(Region pointing data)
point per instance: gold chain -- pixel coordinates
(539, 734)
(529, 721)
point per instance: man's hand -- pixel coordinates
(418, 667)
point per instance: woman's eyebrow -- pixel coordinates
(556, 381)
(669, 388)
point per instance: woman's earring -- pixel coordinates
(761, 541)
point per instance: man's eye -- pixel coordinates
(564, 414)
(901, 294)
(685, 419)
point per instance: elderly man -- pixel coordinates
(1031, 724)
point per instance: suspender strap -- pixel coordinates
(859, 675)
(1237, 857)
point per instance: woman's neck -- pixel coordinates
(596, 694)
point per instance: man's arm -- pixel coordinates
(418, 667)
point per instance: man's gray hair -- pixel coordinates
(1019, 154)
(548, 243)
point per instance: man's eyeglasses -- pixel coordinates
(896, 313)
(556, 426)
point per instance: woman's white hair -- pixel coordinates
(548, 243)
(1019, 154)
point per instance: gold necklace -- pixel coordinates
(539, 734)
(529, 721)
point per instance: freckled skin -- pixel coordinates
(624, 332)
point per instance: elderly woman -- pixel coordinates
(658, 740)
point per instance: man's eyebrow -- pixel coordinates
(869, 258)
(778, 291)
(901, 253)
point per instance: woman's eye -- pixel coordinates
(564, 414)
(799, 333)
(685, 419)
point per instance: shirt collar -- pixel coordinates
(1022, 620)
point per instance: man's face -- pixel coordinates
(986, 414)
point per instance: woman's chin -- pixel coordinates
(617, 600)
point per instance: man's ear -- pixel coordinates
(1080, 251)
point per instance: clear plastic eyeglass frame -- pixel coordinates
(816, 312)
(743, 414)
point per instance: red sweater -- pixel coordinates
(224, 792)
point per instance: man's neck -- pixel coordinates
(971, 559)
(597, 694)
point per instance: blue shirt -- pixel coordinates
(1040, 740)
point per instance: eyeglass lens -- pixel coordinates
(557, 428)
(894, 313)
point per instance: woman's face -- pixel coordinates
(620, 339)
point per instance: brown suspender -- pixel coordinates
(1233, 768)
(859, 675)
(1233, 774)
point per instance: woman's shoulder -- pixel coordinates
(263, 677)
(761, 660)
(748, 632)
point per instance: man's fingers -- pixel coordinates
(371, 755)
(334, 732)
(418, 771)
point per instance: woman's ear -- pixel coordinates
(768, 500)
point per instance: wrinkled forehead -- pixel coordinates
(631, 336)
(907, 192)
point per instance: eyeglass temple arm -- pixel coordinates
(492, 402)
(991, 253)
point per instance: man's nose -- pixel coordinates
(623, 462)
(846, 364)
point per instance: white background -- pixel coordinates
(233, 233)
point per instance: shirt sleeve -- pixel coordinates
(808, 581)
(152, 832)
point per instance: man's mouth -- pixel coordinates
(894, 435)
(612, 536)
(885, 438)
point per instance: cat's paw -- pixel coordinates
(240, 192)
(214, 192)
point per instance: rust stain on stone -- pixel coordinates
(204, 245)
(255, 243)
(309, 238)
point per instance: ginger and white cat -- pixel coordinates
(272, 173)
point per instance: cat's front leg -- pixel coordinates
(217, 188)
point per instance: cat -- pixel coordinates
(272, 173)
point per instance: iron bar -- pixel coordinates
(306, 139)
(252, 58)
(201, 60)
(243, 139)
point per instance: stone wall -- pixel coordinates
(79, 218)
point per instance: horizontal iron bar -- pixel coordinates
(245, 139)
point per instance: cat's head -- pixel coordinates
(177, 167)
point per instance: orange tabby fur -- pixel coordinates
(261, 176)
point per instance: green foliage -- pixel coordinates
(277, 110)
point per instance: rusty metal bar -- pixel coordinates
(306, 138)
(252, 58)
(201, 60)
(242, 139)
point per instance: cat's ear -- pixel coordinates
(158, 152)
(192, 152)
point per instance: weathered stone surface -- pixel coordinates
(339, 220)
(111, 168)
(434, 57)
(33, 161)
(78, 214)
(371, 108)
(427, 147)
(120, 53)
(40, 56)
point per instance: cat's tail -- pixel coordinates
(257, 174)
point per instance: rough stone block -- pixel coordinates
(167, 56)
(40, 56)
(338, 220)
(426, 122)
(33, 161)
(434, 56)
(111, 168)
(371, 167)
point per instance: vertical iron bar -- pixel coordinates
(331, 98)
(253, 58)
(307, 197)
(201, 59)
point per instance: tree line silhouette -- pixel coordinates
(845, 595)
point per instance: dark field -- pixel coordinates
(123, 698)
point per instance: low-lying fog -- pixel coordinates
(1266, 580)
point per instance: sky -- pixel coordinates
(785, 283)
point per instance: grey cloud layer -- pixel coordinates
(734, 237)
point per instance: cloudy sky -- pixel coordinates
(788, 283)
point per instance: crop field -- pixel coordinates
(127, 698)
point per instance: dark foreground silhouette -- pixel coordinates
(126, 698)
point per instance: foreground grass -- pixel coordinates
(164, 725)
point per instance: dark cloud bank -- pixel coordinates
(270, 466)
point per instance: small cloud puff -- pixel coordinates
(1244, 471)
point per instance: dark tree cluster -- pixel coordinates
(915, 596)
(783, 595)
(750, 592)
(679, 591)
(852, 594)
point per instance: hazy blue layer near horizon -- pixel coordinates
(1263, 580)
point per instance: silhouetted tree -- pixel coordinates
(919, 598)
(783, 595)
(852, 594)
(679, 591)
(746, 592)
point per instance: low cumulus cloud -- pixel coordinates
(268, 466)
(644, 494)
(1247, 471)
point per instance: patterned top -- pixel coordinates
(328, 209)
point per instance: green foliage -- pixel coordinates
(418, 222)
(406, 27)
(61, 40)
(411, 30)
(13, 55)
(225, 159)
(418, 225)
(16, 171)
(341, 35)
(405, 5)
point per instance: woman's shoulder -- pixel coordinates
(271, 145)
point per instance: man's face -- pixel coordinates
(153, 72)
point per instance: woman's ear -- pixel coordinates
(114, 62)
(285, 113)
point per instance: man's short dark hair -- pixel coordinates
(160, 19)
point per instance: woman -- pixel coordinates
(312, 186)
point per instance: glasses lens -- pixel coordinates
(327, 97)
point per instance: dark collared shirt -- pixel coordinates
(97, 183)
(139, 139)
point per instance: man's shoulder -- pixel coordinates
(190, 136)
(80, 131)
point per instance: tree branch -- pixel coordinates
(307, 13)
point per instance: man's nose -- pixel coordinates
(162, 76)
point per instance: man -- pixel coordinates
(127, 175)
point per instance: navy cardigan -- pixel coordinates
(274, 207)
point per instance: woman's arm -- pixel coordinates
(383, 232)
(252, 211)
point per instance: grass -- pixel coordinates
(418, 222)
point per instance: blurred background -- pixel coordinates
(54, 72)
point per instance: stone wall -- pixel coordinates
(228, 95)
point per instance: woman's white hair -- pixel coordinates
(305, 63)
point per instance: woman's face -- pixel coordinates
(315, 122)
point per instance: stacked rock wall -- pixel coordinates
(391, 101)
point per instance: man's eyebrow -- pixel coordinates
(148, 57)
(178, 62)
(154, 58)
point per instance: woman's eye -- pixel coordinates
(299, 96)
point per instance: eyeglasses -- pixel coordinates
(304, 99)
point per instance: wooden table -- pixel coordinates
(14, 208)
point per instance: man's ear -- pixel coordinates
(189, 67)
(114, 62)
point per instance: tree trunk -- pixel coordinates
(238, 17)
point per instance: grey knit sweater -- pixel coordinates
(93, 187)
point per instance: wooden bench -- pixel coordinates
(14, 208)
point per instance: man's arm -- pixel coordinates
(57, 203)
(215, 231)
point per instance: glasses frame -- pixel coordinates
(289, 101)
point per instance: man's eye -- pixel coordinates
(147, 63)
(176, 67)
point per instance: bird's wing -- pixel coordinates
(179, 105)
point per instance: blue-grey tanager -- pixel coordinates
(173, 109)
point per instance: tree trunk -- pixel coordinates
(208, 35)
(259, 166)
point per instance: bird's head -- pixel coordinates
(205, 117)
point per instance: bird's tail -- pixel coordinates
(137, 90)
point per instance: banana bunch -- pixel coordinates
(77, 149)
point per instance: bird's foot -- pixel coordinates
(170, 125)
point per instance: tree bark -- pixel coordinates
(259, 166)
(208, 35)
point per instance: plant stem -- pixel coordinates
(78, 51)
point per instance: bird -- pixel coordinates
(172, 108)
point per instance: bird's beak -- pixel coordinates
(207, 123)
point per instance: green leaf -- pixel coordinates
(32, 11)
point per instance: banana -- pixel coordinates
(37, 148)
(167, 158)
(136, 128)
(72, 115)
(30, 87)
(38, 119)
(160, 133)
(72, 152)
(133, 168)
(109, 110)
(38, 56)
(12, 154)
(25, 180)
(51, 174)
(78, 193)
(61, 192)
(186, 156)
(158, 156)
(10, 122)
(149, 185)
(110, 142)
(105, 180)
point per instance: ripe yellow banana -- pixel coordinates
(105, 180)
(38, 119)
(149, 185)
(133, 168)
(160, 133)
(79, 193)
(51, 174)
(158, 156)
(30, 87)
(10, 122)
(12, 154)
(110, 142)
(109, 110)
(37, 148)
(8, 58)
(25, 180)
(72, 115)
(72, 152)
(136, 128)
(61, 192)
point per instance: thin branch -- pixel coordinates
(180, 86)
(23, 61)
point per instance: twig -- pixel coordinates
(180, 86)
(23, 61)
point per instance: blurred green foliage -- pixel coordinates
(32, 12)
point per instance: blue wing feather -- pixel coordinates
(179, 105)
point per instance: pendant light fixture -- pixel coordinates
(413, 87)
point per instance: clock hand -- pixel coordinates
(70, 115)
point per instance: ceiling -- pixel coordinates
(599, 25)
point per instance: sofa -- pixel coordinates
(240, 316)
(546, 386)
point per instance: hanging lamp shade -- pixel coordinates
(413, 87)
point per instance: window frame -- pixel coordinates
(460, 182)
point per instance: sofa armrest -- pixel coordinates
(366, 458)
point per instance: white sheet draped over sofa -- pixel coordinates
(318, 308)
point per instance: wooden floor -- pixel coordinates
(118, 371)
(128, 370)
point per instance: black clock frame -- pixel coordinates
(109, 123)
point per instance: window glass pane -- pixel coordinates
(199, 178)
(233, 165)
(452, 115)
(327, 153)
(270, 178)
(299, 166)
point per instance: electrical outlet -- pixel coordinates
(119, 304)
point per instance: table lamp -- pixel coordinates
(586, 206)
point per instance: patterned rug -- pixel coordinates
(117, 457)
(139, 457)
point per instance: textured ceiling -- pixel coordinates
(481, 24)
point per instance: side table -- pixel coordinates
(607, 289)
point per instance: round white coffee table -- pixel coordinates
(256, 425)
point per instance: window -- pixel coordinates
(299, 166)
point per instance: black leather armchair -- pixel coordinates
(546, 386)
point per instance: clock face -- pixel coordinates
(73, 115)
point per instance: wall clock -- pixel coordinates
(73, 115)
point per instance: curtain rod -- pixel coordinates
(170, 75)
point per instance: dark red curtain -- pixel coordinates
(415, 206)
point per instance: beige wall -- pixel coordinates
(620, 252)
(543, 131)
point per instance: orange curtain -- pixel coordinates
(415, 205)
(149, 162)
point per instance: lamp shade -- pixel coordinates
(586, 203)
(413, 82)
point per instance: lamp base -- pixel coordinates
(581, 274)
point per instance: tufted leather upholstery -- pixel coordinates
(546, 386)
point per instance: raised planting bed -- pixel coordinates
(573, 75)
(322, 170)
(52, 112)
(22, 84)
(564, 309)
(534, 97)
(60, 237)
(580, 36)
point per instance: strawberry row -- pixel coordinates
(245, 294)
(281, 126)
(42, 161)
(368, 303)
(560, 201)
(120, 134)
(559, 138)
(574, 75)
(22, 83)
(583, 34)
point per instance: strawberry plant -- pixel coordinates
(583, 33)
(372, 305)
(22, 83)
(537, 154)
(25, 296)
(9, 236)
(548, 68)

Aim of the task.
Nothing but the lines from the one holding "point per instance: electrical" to the end of the entries should be output, each exactly as it appears.

Answer box.
point per instance: electrical outlet -- pixel coordinates
(119, 304)
point per instance: table lamp -- pixel coordinates
(586, 206)
point per instance: patterned rug -- pixel coordinates
(117, 457)
(139, 457)
point per instance: textured ceiling -- pixel coordinates
(481, 24)
point per instance: side table -- pixel coordinates
(607, 289)
point per instance: round white coffee table -- pixel coordinates
(256, 425)
point per instance: window -- pixel coordinates
(299, 166)
point per instance: black leather armchair -- pixel coordinates
(546, 386)
point per instance: clock face -- pixel coordinates
(73, 115)
point per instance: wall clock -- pixel coordinates
(73, 115)
point per instance: curtain rod -- pixel coordinates
(170, 75)
point per instance: dark red curtain -- pixel coordinates
(415, 206)
point per instance: beige wall -- pixel coordinates
(620, 252)
(543, 131)
point per instance: orange curtain -- pixel coordinates
(415, 205)
(149, 162)
point per instance: lamp shade -- pixel coordinates
(586, 203)
(413, 82)
point per instance: lamp base -- pixel coordinates
(581, 274)
point per instance: tufted leather upholstery -- pixel coordinates
(546, 386)
point per instance: raised planting bed -- pixel coordinates
(573, 75)
(322, 170)
(52, 112)
(22, 84)
(564, 309)
(534, 97)
(60, 237)
(580, 36)
point per instance: strawberry row -- pixel coordinates
(245, 294)
(281, 126)
(42, 161)
(368, 303)
(560, 201)
(120, 134)
(559, 138)
(574, 75)
(22, 83)
(583, 34)
point per instance: strawberry plant -- pixel coordinates
(583, 33)
(372, 305)
(22, 83)
(537, 154)
(25, 296)
(9, 236)
(548, 68)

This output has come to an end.